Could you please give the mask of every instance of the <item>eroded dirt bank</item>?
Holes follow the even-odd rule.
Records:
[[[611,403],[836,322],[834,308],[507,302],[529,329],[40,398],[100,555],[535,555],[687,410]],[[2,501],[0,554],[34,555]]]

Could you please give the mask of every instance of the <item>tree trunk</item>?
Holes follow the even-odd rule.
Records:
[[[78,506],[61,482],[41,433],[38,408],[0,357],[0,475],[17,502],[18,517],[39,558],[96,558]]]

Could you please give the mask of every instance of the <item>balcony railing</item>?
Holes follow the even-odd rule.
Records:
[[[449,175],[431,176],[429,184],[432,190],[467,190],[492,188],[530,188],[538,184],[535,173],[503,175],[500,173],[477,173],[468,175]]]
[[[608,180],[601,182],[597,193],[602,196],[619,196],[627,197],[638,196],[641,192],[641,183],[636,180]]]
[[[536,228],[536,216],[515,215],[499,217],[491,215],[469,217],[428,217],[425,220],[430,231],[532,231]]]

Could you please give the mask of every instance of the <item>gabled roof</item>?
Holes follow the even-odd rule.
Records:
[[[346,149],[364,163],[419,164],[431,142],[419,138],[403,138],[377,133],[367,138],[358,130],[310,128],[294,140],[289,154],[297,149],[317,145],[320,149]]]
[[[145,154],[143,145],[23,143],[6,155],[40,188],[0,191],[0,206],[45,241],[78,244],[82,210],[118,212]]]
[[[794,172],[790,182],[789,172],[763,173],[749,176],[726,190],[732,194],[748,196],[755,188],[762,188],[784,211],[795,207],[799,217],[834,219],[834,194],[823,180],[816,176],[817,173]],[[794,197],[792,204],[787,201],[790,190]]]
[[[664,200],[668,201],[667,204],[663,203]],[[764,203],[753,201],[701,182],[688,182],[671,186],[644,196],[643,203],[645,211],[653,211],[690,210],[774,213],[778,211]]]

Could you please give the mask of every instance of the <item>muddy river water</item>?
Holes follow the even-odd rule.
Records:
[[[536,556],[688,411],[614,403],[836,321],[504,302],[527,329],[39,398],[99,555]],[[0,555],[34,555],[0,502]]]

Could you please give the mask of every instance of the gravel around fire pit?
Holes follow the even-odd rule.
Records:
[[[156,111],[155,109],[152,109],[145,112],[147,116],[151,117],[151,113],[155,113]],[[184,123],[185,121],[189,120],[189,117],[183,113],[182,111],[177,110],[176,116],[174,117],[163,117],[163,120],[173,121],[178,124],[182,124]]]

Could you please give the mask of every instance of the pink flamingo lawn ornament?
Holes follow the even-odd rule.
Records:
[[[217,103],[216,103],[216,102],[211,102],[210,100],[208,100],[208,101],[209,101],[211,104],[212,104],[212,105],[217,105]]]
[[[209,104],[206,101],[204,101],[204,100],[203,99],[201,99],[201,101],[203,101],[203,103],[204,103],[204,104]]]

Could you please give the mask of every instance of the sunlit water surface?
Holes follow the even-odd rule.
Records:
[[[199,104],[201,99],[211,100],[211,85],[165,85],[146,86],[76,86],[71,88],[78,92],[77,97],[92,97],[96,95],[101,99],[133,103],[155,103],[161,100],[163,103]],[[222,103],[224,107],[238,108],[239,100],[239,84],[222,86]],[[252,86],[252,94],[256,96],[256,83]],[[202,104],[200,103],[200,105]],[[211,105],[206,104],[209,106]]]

================

### Exercise brief
Copy the rows again, requests included. Begin at the row that contains "flamingo lawn ornament?" and stop after the last row. Increase every polygon coordinate in the outlines by 124.

### Solution
Could you please give the mask of every instance of the pink flamingo lawn ornament?
Holes follow the even-odd rule.
Records:
[[[341,227],[340,227],[340,226],[335,226],[334,224],[332,224],[332,225],[333,225],[335,228],[336,228],[336,229],[341,229]]]
[[[333,228],[330,225],[328,225],[328,224],[327,223],[325,223],[325,225],[327,225],[327,227],[328,227],[328,228]]]

Could you please give the mask of every instance of the sunlit water surface?
Holes follow the even-odd rule.
Records:
[[[323,228],[325,223],[335,224],[335,209],[289,209],[270,210],[200,210],[195,212],[202,216],[201,221],[216,221],[220,219],[225,223],[257,227],[279,227],[285,224],[287,227]],[[346,227],[348,231],[362,232],[363,224],[363,208],[346,210]],[[376,210],[376,218],[380,220],[380,207]],[[326,228],[324,227],[324,229]],[[335,229],[330,228],[333,230]]]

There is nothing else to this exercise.